> **Text extract**
The Aspen Daily News, reporting from a local chamber meeting, says that representatives of the Little Nell, the ski company's swank hotel, recently went to Shanghai to meet with travel agents.

Hotel manager John Speers explained that many wealthy Chinese send their children to U.S. schools. They can be more easily sold on a North American ski vacation while coming or going from their child's school.

Aspen, said Speers, generally has what Chinese visitors would be looking for: high-end shopping and a healthy serving of cultural events.

To better accommodate Chinese visitors, he urged local businesses to study how to conduct transactions using UnionPay, which is the only provider of credit and debit cards in mainland China.

Summer economy roars

ASPEN, Colo. – While Aspen city officials continue to be cautious about what the future may hold and real estate sales are a perplexing, muddled story, the tourism economy is bursting at the seams.

During June, the city recorded $44 million in activities subject to the sales tax, such as restaurant meals and lodging. That's an increase of nearly 16 per cent over the same month in 2011.

In Vail, the story is also of rapid growth in retail sales and lodging. June sales tax collections were the second highest ever.

In interviews with the Vail Daily, local officials responsible for marketing were happy to take credit for the gains. They said that they have become more sophisticated in the use of social media and other Internet-based marketing, but also that they have better connected specific users with specific activities.

> **Required task 1**
In the Aspen and Vail tourism report, what is UnionPay?
> **Required task 2**
Reproduce verbatim the stretch of the Aspen and Vail tourism report from "Summer economy roars" through "month in 2011.".
The data comes from a separate, unrelated source.

> **Provided data**

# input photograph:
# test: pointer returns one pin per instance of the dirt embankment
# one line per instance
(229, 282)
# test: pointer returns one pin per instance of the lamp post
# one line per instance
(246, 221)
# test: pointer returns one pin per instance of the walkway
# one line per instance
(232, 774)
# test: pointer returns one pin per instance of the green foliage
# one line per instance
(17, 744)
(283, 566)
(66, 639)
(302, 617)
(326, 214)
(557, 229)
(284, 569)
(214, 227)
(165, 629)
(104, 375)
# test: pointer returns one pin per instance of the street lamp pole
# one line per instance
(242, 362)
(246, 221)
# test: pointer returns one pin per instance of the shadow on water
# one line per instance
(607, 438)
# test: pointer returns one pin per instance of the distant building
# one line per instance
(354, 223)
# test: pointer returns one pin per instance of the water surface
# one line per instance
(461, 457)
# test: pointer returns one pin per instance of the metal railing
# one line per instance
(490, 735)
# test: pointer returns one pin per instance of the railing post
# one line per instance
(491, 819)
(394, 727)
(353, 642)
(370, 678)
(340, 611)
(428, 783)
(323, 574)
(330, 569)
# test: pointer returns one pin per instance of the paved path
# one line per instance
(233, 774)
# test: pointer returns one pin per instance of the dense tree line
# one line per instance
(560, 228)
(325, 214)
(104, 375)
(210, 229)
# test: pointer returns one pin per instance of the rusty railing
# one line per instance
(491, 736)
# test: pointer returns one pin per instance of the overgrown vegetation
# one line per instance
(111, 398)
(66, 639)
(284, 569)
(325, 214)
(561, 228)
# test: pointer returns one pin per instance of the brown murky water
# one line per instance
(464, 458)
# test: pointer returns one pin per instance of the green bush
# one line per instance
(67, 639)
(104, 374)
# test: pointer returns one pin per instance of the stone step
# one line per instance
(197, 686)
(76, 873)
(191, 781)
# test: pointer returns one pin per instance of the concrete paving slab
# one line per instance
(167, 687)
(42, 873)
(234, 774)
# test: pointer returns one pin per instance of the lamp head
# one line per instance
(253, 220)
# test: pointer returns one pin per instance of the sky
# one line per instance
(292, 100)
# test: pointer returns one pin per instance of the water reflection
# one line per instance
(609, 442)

> **Answer 1**
The only provider of credit and debit cards in mainland China.

> **Answer 2**
Summer economy roars

ASPEN, Colo. – While Aspen city officials continue to be cautious about what the future may hold and real estate sales are a perplexing, muddled story, the tourism economy is bursting at the seams.

During June, the city recorded $44 million in activities subject to the sales tax, such as restaurant meals and lodging. That's an increase of nearly 16 per cent over the same month in 2011.